> DIRECTIONS FOR THIS TASK
Pictures in the records should not be copied, but every other part must be repeated exactly.

> DATA LISTING
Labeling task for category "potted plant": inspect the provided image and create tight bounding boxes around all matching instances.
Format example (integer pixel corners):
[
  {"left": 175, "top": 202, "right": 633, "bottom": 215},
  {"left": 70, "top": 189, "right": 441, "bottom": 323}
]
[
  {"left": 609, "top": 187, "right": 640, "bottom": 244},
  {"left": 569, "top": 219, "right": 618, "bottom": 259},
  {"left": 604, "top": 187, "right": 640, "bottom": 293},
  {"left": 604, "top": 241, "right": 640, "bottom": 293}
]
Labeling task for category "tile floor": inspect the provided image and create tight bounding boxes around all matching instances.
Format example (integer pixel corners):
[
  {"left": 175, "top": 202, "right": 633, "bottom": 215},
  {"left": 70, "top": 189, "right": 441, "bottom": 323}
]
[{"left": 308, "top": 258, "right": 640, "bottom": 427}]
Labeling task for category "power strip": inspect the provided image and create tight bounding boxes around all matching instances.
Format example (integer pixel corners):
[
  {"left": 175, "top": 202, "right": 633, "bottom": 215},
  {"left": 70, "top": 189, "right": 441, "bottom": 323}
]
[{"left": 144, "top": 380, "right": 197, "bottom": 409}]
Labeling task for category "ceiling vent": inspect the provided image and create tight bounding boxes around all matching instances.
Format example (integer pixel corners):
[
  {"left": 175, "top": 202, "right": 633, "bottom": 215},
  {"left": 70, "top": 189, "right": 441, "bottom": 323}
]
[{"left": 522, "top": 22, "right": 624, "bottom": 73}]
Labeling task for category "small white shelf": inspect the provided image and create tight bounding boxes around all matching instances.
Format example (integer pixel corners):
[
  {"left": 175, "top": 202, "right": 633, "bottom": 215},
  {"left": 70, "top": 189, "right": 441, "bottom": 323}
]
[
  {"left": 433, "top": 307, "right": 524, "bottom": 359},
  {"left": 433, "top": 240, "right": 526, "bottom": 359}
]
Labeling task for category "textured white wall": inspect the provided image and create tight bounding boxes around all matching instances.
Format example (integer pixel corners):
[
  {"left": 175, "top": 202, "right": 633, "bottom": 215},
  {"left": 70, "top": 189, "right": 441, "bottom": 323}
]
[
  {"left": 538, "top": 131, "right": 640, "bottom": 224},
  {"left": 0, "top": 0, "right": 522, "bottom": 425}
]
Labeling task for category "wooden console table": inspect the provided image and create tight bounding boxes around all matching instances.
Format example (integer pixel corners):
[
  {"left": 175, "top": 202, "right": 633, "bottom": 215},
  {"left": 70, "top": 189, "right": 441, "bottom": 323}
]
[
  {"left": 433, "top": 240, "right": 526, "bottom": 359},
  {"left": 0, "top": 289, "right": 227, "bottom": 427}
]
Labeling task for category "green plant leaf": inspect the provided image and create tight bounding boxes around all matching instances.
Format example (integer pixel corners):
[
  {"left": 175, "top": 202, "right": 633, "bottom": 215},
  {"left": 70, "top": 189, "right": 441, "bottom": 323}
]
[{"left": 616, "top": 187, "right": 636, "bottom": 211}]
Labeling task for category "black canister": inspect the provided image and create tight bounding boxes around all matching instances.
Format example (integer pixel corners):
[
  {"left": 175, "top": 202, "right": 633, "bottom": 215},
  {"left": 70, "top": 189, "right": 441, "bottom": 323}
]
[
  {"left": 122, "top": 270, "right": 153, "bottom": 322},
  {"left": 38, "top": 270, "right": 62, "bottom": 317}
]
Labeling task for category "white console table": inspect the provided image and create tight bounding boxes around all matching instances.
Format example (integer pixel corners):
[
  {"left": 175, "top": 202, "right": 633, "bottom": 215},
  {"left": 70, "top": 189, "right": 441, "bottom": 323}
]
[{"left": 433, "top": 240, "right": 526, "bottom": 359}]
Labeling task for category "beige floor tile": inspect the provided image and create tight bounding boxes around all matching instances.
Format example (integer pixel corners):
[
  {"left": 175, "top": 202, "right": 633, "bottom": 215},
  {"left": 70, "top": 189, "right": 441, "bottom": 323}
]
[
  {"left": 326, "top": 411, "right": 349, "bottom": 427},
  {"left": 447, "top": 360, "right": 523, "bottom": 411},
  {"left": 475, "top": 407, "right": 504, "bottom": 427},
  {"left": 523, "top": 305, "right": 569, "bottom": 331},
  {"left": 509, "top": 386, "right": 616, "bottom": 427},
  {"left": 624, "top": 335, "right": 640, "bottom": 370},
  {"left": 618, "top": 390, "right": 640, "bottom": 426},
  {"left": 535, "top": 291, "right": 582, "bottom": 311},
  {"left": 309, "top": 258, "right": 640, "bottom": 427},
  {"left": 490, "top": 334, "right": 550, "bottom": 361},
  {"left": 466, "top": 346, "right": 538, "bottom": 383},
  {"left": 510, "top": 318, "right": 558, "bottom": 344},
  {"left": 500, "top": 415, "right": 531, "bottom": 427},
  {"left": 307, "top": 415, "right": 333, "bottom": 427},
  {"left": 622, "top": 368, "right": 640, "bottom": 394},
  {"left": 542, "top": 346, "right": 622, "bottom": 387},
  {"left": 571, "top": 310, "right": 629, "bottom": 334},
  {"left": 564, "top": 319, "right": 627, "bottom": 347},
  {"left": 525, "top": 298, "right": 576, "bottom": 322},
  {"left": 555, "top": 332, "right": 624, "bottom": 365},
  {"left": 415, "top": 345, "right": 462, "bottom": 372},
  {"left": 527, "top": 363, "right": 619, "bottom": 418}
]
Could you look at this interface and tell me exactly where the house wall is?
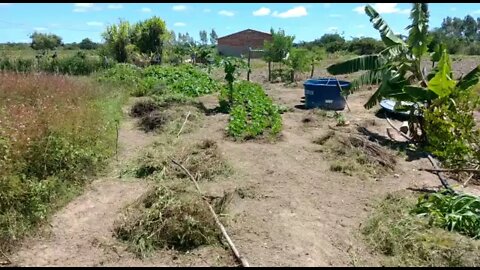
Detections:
[217,30,272,58]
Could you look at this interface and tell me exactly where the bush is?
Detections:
[0,73,125,249]
[143,65,219,97]
[115,186,220,257]
[220,81,282,139]
[424,89,480,168]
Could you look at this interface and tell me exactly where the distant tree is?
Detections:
[30,32,62,50]
[78,38,98,50]
[210,29,218,45]
[462,15,478,41]
[130,16,170,56]
[102,20,130,63]
[200,30,208,45]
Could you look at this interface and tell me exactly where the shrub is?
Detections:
[0,73,125,251]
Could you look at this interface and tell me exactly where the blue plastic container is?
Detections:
[303,78,350,111]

> RESPONSE TO THIS TASK
Labeling task for category "potted plant": inspect the provided image and create tight bounding boxes around all matching instances.
Format example (integer pixel corners):
[
  {"left": 175, "top": 202, "right": 633, "bottom": 215},
  {"left": 70, "top": 189, "right": 441, "bottom": 323}
]
[
  {"left": 609, "top": 187, "right": 640, "bottom": 244},
  {"left": 569, "top": 219, "right": 618, "bottom": 259},
  {"left": 604, "top": 187, "right": 640, "bottom": 293},
  {"left": 604, "top": 241, "right": 640, "bottom": 293}
]
Labeling task for category "tile floor": inspect the provided image and create tight bounding boxes around all matching instances.
Format example (integer pixel corners):
[
  {"left": 175, "top": 202, "right": 633, "bottom": 215},
  {"left": 70, "top": 189, "right": 441, "bottom": 323}
]
[{"left": 308, "top": 258, "right": 640, "bottom": 427}]
Labeling task for category "power strip": inspect the provided image and create tight bounding boxes around all matching instances.
Format example (integer pixel corners):
[
  {"left": 175, "top": 202, "right": 633, "bottom": 215},
  {"left": 70, "top": 189, "right": 441, "bottom": 323}
]
[{"left": 144, "top": 380, "right": 197, "bottom": 409}]
Labeling task for category "ceiling vent": inspect the provided image and create tight bounding boxes around all matching instances.
Format example (integer pixel corners):
[
  {"left": 175, "top": 202, "right": 633, "bottom": 215},
  {"left": 70, "top": 189, "right": 441, "bottom": 323}
]
[{"left": 522, "top": 22, "right": 624, "bottom": 73}]
Labeling task for category "small white shelf": inspect the provided image and create tight bounding boxes around all matching instances.
Format example (integer pixel corners):
[
  {"left": 175, "top": 202, "right": 633, "bottom": 215},
  {"left": 70, "top": 189, "right": 441, "bottom": 323}
]
[
  {"left": 433, "top": 307, "right": 524, "bottom": 359},
  {"left": 433, "top": 240, "right": 526, "bottom": 359}
]
Labeling task for category "textured white wall": inspect the provided image and create tight bounding boxes around all matching instances.
Format example (integer pixel corners):
[
  {"left": 175, "top": 202, "right": 633, "bottom": 215},
  {"left": 70, "top": 189, "right": 441, "bottom": 323}
]
[
  {"left": 538, "top": 131, "right": 640, "bottom": 224},
  {"left": 0, "top": 0, "right": 522, "bottom": 425}
]
Labeling task for category "wooden console table": inspect the provided image and create tight bounding boxes around all matching instances.
Format example (integer pixel corners):
[
  {"left": 175, "top": 202, "right": 633, "bottom": 215},
  {"left": 70, "top": 189, "right": 441, "bottom": 323}
]
[
  {"left": 433, "top": 240, "right": 526, "bottom": 359},
  {"left": 0, "top": 289, "right": 227, "bottom": 427}
]
Labeling task for category "green plant leaf": inspect the provided image and create tight bounding boxes around all matching instances.
Format example (integer pixel corners):
[
  {"left": 175, "top": 202, "right": 633, "bottom": 215},
  {"left": 70, "top": 189, "right": 441, "bottom": 323}
]
[{"left": 616, "top": 187, "right": 636, "bottom": 211}]
Labeling task for category "black canister": inspect the provided image and create tight bounding boxes around all matching instances.
Format example (integer pixel corners):
[
  {"left": 175, "top": 202, "right": 633, "bottom": 215},
  {"left": 70, "top": 189, "right": 441, "bottom": 323}
]
[
  {"left": 122, "top": 270, "right": 153, "bottom": 322},
  {"left": 38, "top": 270, "right": 62, "bottom": 317}
]
Labeling task for category "white console table": inspect the provided image and create tight bounding boxes around all matching instances.
Format example (integer pixel corners):
[
  {"left": 175, "top": 202, "right": 633, "bottom": 215},
  {"left": 70, "top": 189, "right": 441, "bottom": 323}
]
[{"left": 433, "top": 240, "right": 526, "bottom": 359}]
Labeling task for category "beige floor tile": inspect the provided image and create tight bounding boxes around all matching instances.
Format example (integer pixel corners):
[
  {"left": 175, "top": 202, "right": 633, "bottom": 215},
  {"left": 70, "top": 189, "right": 441, "bottom": 323}
]
[
  {"left": 326, "top": 411, "right": 349, "bottom": 427},
  {"left": 447, "top": 360, "right": 523, "bottom": 411},
  {"left": 475, "top": 407, "right": 504, "bottom": 427},
  {"left": 523, "top": 305, "right": 569, "bottom": 331},
  {"left": 509, "top": 386, "right": 616, "bottom": 427},
  {"left": 624, "top": 335, "right": 640, "bottom": 370},
  {"left": 618, "top": 390, "right": 640, "bottom": 426},
  {"left": 535, "top": 291, "right": 582, "bottom": 311},
  {"left": 309, "top": 258, "right": 640, "bottom": 427},
  {"left": 490, "top": 334, "right": 550, "bottom": 361},
  {"left": 466, "top": 346, "right": 538, "bottom": 383},
  {"left": 510, "top": 318, "right": 558, "bottom": 344},
  {"left": 500, "top": 415, "right": 531, "bottom": 427},
  {"left": 307, "top": 415, "right": 333, "bottom": 427},
  {"left": 622, "top": 368, "right": 640, "bottom": 394},
  {"left": 542, "top": 346, "right": 622, "bottom": 387},
  {"left": 571, "top": 310, "right": 629, "bottom": 334},
  {"left": 564, "top": 319, "right": 627, "bottom": 347},
  {"left": 525, "top": 298, "right": 576, "bottom": 322},
  {"left": 555, "top": 332, "right": 624, "bottom": 365},
  {"left": 415, "top": 345, "right": 462, "bottom": 372},
  {"left": 527, "top": 363, "right": 619, "bottom": 418}
]
Could you look at this interface and tell me exactly where the house wall is?
Detections:
[217,30,272,58]
Could you look at this interface and tell me exactly where the bush is?
Detections:
[0,73,125,249]
[143,65,219,97]
[115,186,220,257]
[220,81,282,139]
[424,89,480,168]
Could you look at this interface and tell me exactly where the distant tree is?
Detections:
[30,32,62,50]
[78,38,98,50]
[210,29,218,45]
[462,15,478,41]
[130,16,170,56]
[102,20,130,63]
[200,30,208,45]
Could you look at this interface and tell me exactly where the shrub is?
Detections:
[0,73,125,251]
Could you look at this interface and tell me exactly where the blue plastic container is?
Detections:
[303,78,350,111]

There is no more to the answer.